## WHAT IS EXPECTED
For each line in the records, produce an exact copy.

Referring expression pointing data
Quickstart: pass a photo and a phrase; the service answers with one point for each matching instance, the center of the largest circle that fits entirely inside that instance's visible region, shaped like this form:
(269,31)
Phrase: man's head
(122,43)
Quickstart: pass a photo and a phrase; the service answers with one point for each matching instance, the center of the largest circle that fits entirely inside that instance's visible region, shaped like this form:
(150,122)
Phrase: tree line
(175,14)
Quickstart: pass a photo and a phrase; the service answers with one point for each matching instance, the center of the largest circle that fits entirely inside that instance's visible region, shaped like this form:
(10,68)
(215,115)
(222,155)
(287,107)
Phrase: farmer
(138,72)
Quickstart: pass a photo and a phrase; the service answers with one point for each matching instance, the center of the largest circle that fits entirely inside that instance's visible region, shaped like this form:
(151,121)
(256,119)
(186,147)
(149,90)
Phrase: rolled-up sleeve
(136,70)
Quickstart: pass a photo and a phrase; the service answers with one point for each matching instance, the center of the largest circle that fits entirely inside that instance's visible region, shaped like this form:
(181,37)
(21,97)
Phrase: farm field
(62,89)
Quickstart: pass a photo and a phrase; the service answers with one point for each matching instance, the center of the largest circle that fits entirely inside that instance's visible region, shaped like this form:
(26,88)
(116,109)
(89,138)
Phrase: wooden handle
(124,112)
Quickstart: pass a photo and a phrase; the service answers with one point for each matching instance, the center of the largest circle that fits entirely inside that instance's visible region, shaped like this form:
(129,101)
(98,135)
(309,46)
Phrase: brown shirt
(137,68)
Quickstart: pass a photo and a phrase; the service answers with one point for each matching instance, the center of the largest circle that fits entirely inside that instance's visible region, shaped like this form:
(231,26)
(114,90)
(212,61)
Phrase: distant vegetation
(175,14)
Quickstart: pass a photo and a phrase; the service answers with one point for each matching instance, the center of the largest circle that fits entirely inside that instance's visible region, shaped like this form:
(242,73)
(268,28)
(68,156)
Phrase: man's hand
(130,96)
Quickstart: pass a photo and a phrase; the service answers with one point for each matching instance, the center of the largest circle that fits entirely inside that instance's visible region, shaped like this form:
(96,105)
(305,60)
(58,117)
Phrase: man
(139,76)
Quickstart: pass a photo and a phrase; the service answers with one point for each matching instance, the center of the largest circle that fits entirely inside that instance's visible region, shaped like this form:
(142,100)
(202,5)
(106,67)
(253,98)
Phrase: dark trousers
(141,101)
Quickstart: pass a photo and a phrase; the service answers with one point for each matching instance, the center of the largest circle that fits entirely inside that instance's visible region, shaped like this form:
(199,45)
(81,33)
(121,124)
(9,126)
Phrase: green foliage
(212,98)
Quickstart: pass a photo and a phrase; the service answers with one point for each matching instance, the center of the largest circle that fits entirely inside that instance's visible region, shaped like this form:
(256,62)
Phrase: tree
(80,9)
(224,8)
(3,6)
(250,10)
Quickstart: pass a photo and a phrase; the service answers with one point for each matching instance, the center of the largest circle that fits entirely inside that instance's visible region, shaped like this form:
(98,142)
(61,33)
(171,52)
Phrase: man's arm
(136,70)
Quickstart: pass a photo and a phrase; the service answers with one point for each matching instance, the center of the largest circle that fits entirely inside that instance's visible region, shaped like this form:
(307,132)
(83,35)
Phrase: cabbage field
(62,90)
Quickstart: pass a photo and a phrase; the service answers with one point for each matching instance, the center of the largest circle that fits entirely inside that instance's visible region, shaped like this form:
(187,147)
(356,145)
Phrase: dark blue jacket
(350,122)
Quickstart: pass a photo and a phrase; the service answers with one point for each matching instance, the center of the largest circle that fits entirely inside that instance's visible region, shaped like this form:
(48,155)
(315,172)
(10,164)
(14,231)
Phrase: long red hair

## RESULT
Quickstart: pass a photo and a phrase; the service answers with one point for each matching instance, the center of the largest circle that fits entirely inside that instance's visible region, shaped like this form:
(269,31)
Phrase: man's head
(122,43)
Quickstart: pass a photo and a phrase; the service answers with one point for each matching instance, the center of the largest circle that fits entirely inside that instance's visible region, shaped like this form:
(150,122)
Phrase: tree line
(175,14)
Quickstart: pass a photo and a phrase; the service answers with one point for each matching instance, the center of the largest circle that fits entirely inside that instance's visible region, shaped like this form:
(10,68)
(215,115)
(222,155)
(287,107)
Phrase: farmer
(138,72)
Quickstart: pass a photo and a phrase; the service answers with one point for each matching instance, the center of the largest circle that fits entirely inside that instance's visible region, shaped like this form:
(151,121)
(256,119)
(186,147)
(149,90)
Phrase: rolled-up sleeve
(136,70)
Quickstart: pass a photo and a phrase; the service answers with one point for each matching instance, the center of the largest circle that fits entirely inside that instance's visible region, shaped like this form:
(181,37)
(21,97)
Phrase: farm field
(62,89)
Quickstart: pass a photo and a phrase; the service answers with one point for each matching instance, the center of the largest circle that fits entirely inside that instance's visible region, shaped like this form:
(26,88)
(116,109)
(89,138)
Phrase: wooden handle
(124,112)
Quickstart: pass a photo and a phrase; the service answers with one point for each matching instance, the center of the largest circle that fits entirely inside that instance's visible region, shaped like this form:
(129,101)
(98,135)
(309,46)
Phrase: brown shirt
(137,68)
Quickstart: pass a photo and a phrase; the service answers with one point for each matching instance, the center of the largest circle that fits entirely inside that instance's visible region, shaped like this form:
(231,26)
(114,90)
(212,61)
Phrase: distant vegetation
(175,14)
Quickstart: pass a photo and a phrase; the service answers with one point for each matching instance, the center of the largest circle that fits entirely inside that instance's visible region, shaped like this form:
(242,73)
(268,28)
(68,156)
Phrase: man's hand
(130,96)
Quickstart: pass a photo and a phrase; the service answers with one point for each matching instance, the center of the largest circle that fits entirely inside that instance's visible region, shaped like this form:
(96,105)
(305,60)
(58,117)
Phrase: man
(139,76)
Quickstart: pass a photo and a phrase; the service answers with one point for each matching instance, the center of the largest circle that fits entirely inside that instance's visible region, shaped like this form:
(142,100)
(202,5)
(106,67)
(253,98)
Phrase: dark trousers
(141,101)
Quickstart: pass a photo and a phrase; the service answers with one point for each matching instance, the center of the largest circle that fits entirely inside that instance's visible region, shaped like this form:
(199,45)
(81,33)
(121,124)
(9,126)
Phrase: green foliage
(212,98)
Quickstart: pass a photo and a phrase; the service answers with one point for each matching instance, the center of the largest circle that fits entirely inside that instance's visible region, shaped like this form:
(256,62)
Phrase: tree
(80,9)
(224,8)
(3,6)
(250,10)
Quickstart: pass a photo and a phrase; the service answers with one point for each matching instance, the center of the largest circle that fits entirely inside that instance's visible region, shaped like this form:
(98,142)
(61,33)
(171,52)
Phrase: man's arm
(136,70)
Quickstart: pass a photo and a phrase; the service answers with one point for each matching instance, the center of the largest circle that fits entirely inside that instance's visible region, shaped like this form:
(307,132)
(83,35)
Phrase: cabbage field
(62,90)
Quickstart: pass a photo and a phrase; the service answers with one point for each matching instance, the center of the largest circle that fits entirely inside that instance's visible region, shaped like this form:
(187,147)
(356,145)
Phrase: dark blue jacket
(350,122)
Quickstart: pass a photo and a phrase; the service answers with one point for each matching instance, the center of the largest circle that fits entirely inside that instance's visible region, shaped like this form:
(48,155)
(315,172)
(10,164)
(14,231)
Phrase: long red hair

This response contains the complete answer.